# Ejercicios
1. Enumera las ciudades que se nombran en el texto sobre la salsa.
2. Copia el texto sobre la salsa desde "No hay visaje" hasta "realidad mi pana.", pero pon "cumbia" en lugar de "salsa".
3. Según el texto sobre la salsa, ¿qué hay en Aguablanca, la Comuna 13 y Ciudad Bolívar, que no tienen ninguna librería?

# Texto del ejercicio
No hay visaje cuando se escuchan las canciones y sus letras, sino cuando se bailan. Porque el visaje en el baile se manifiesta en la barriada, en el gueto, en el pueblo, en los extramuros invisibles de la ciudad, adonde no llegan muchas cosas, incluida la lectura. En Aguablanca en Cali o en la Comuna 13 de Medellín o en Ciudad Bolívar en Bogotá no hay una sola librería, solo algunas bibliotecas y muchos bebederos bailables. Entonces una forma de leer el mundo y la vida es la salsa y sus letras. Y en medio de las barahúndas de licores baratos, cáñamos endemoniados que esparcen sus humos o polvos de todos los colores que se esnifan como inhalaciones instantáneas en busca de la perpetuidad, la salsa es el dictado y sus letras las maestras, las que enseñan, las que identifican y con las que se identifican, las que hacen llorar para sentenciar: esa es la pura realidad mi pana.

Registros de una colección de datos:

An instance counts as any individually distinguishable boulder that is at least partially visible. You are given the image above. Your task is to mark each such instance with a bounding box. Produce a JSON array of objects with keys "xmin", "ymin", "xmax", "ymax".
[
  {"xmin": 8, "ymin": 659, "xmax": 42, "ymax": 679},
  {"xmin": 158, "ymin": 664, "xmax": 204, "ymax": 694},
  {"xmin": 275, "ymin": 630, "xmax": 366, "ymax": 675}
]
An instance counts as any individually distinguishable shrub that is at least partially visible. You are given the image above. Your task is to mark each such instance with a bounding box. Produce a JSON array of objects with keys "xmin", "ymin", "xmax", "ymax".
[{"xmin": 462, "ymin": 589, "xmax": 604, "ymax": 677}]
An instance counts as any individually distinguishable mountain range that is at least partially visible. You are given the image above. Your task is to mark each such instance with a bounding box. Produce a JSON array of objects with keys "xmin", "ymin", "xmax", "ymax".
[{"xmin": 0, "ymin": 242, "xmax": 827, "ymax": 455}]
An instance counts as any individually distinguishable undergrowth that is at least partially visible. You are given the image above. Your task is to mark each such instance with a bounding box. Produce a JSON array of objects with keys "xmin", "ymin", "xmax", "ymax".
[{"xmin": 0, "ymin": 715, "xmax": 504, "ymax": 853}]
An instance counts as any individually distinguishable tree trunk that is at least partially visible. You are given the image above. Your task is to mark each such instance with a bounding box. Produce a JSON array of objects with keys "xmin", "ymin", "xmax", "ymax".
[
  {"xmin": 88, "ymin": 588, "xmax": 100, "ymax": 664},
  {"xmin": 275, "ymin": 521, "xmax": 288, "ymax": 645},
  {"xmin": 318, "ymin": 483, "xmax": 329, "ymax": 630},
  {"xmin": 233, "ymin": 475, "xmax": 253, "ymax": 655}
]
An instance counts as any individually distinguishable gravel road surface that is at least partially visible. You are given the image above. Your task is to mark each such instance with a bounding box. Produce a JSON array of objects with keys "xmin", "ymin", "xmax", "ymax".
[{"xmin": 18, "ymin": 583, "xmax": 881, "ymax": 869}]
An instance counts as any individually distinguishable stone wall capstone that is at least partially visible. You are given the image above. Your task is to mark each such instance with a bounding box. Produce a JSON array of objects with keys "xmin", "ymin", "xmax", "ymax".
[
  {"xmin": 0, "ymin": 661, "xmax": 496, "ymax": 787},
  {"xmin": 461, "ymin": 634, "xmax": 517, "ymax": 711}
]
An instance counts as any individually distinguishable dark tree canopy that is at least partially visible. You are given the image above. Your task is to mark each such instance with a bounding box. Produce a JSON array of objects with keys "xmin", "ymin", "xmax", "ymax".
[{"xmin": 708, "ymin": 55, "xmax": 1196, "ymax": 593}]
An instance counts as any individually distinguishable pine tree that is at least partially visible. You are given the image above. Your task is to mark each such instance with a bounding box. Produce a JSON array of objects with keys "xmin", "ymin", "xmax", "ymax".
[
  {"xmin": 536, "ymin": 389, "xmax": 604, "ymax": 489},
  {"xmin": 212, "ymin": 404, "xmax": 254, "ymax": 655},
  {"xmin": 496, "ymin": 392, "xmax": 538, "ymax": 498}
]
==
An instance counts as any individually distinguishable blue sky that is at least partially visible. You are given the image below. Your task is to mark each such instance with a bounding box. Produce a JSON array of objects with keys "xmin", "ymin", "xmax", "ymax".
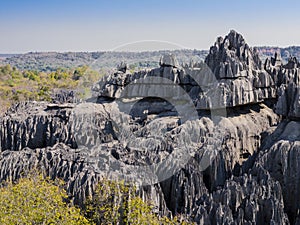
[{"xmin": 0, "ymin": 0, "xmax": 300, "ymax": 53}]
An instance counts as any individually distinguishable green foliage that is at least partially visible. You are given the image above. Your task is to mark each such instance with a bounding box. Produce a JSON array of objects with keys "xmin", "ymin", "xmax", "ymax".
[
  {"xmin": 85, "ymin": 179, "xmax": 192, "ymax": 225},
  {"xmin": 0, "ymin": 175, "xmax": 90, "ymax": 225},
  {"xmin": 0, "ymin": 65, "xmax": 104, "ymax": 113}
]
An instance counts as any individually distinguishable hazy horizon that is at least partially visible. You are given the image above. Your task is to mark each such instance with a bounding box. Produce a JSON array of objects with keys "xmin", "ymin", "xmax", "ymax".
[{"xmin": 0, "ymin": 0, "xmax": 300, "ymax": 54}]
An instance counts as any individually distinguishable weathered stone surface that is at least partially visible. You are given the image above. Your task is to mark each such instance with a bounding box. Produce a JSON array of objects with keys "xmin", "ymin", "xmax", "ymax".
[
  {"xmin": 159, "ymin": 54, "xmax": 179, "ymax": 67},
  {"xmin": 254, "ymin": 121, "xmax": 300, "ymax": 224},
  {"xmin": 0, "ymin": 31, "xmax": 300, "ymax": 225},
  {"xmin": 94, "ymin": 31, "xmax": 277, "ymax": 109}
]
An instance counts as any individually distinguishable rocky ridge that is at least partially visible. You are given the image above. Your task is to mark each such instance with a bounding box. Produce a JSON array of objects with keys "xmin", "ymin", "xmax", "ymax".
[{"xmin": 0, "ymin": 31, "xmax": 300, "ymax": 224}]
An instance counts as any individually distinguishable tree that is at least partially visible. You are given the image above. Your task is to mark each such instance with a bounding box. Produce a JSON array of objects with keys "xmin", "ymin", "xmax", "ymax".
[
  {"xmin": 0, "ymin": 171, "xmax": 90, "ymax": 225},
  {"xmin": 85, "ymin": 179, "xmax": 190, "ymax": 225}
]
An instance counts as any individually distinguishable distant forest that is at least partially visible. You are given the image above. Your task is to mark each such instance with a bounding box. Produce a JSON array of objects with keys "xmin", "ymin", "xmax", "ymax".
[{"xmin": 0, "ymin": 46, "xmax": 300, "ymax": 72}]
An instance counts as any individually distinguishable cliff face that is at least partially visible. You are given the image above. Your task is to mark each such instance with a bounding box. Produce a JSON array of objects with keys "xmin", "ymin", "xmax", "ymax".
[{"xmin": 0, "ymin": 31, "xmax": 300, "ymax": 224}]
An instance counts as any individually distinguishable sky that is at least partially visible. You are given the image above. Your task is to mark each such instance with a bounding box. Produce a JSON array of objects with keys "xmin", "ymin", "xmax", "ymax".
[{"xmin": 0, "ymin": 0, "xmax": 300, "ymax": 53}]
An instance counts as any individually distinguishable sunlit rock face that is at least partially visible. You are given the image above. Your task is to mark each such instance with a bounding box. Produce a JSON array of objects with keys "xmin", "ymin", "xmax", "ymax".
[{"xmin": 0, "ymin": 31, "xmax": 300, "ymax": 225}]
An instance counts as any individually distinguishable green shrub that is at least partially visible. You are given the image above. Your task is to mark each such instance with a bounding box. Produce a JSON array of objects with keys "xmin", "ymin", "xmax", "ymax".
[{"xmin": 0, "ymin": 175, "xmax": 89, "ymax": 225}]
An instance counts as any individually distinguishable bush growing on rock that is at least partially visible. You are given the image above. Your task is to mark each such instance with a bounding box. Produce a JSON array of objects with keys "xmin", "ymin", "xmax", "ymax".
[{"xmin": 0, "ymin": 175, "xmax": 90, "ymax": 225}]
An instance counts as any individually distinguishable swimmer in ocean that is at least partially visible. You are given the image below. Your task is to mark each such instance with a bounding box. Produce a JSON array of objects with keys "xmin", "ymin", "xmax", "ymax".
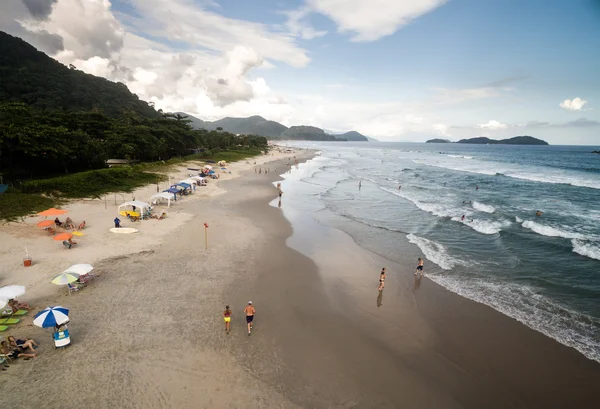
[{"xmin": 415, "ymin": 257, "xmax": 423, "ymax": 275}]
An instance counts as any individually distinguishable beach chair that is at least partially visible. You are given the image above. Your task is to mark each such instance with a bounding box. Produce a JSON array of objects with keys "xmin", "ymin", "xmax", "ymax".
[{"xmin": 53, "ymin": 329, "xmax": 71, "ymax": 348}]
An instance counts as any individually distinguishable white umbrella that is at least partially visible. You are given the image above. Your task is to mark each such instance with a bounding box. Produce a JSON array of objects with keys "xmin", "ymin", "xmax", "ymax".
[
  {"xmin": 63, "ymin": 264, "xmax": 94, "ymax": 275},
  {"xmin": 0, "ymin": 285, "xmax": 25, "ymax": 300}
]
==
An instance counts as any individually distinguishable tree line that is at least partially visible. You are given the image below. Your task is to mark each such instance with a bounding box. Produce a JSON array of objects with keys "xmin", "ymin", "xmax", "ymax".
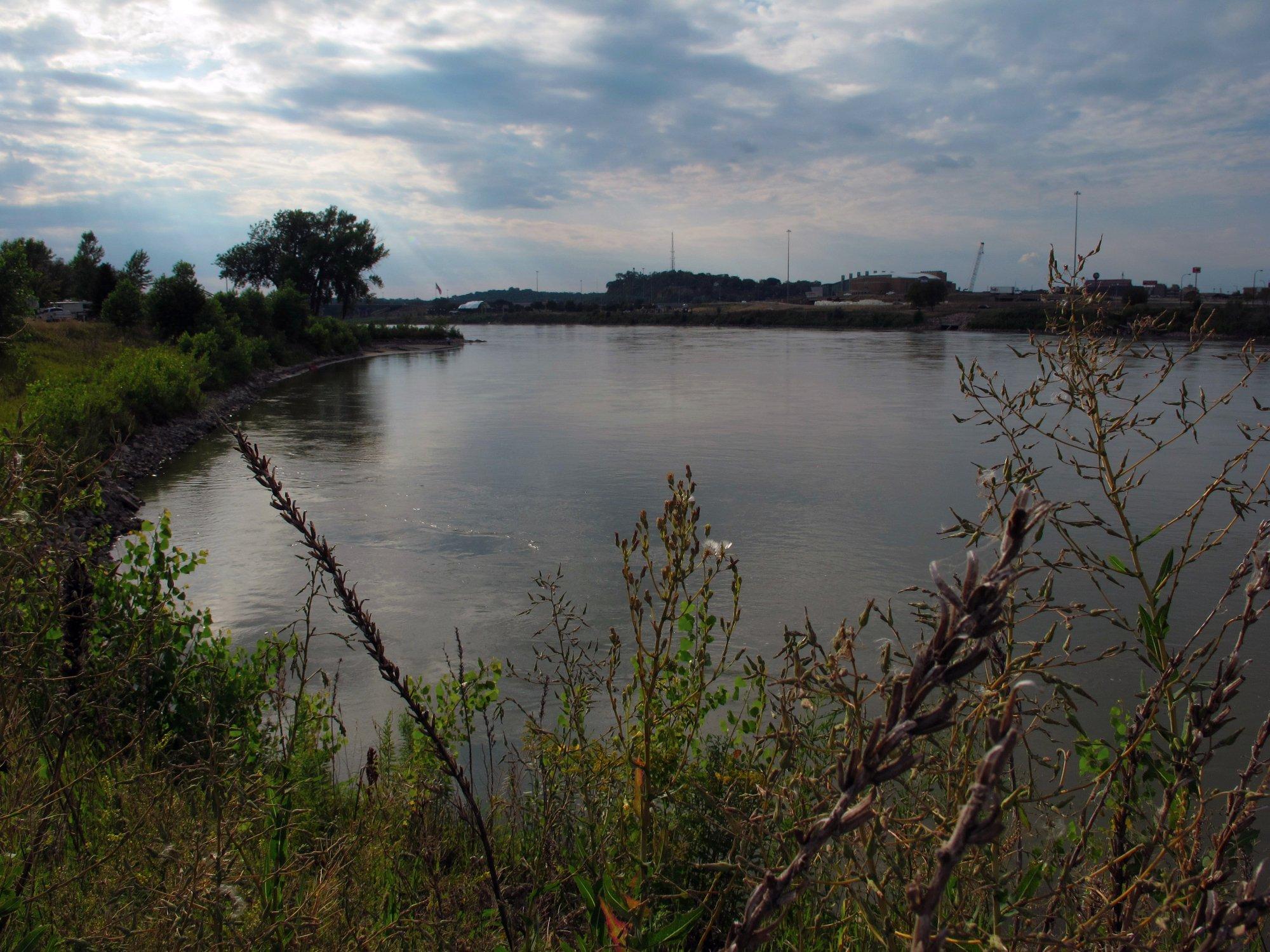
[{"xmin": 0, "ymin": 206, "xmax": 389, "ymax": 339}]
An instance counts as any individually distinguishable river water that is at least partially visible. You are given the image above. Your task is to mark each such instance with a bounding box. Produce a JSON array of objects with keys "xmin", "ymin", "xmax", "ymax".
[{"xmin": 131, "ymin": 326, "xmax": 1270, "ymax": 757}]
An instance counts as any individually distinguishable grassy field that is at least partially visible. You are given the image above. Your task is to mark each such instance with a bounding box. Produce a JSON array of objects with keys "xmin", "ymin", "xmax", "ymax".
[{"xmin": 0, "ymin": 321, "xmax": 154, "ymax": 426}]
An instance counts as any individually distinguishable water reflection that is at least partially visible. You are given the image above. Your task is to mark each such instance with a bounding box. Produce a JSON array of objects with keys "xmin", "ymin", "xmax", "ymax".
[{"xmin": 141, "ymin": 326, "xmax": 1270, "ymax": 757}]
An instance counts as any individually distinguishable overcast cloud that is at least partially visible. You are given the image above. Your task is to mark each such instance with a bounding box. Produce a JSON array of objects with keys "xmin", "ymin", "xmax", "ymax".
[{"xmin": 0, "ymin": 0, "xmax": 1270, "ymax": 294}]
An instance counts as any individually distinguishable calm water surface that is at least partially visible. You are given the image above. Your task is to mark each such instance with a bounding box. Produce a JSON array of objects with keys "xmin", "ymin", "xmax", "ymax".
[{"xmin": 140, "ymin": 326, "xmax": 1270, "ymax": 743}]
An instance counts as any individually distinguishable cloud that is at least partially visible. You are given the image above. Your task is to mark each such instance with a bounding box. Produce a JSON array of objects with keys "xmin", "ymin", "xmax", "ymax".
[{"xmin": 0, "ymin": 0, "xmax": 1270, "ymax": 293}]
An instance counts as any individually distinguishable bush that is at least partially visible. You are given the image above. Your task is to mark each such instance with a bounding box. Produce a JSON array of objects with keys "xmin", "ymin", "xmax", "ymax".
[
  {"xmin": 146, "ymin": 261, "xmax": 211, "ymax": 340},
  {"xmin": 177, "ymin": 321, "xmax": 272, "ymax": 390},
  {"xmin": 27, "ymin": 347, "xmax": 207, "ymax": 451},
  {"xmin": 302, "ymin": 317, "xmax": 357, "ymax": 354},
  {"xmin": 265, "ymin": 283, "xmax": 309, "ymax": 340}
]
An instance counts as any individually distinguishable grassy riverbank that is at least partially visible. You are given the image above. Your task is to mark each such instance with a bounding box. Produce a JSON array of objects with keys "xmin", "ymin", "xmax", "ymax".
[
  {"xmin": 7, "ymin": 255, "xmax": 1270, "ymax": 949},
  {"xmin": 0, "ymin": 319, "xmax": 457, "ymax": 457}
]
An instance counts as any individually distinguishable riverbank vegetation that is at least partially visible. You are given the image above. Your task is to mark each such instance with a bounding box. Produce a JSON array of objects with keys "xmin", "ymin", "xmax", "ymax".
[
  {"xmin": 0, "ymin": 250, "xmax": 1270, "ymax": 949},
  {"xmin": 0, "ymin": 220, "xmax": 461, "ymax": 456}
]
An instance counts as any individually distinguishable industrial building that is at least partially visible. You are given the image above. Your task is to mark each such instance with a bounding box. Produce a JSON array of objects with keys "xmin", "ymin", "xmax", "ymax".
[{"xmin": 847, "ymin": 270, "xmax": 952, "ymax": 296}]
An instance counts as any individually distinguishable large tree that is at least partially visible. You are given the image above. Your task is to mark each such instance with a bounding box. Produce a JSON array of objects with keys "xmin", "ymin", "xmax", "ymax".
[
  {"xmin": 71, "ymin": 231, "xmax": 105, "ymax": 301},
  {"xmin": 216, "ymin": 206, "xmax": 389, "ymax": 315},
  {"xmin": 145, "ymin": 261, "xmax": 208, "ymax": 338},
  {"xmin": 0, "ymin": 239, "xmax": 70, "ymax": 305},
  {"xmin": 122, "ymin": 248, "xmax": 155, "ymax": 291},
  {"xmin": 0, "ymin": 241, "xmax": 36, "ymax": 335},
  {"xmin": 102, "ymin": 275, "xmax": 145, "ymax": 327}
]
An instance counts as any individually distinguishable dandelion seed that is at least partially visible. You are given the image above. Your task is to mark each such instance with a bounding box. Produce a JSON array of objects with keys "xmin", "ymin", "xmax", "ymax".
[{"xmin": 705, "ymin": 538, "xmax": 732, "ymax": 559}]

# Respuestas
1. Cali, Medellín, Bogotá

2.
No hay visaje cuando se escuchan las canciones y sus letras, sino cuando se bailan. Porque el visaje en el baile se manifiesta en la barriada, en el gueto, en el pueblo, en los extramuros invisibles de la ciudad, adonde no llegan muchas cosas, incluida la lectura. En Aguablanca en Cali o en la Comuna 13 de Medellín o en Ciudad Bolívar en Bogotá no hay una sola librería, solo algunas bibliotecas y muchos bebederos bailables. Entonces una forma de leer el mundo y la vida es la cumbia y sus letras. Y en medio de las barahúndas de licores baratos, cáñamos endemoniados que esparcen sus humos o polvos de todos los colores que se esnifan como inhalaciones instantáneas en busca de la perpetuidad, la cumbia es el dictado y sus letras las maestras, las que enseñan, las que identifican y con las que se identifican, las que hacen llorar para sentenciar: esa es la pura realidad mi pana.

3. Solo algunas bibliotecas y muchos bebederos bailables.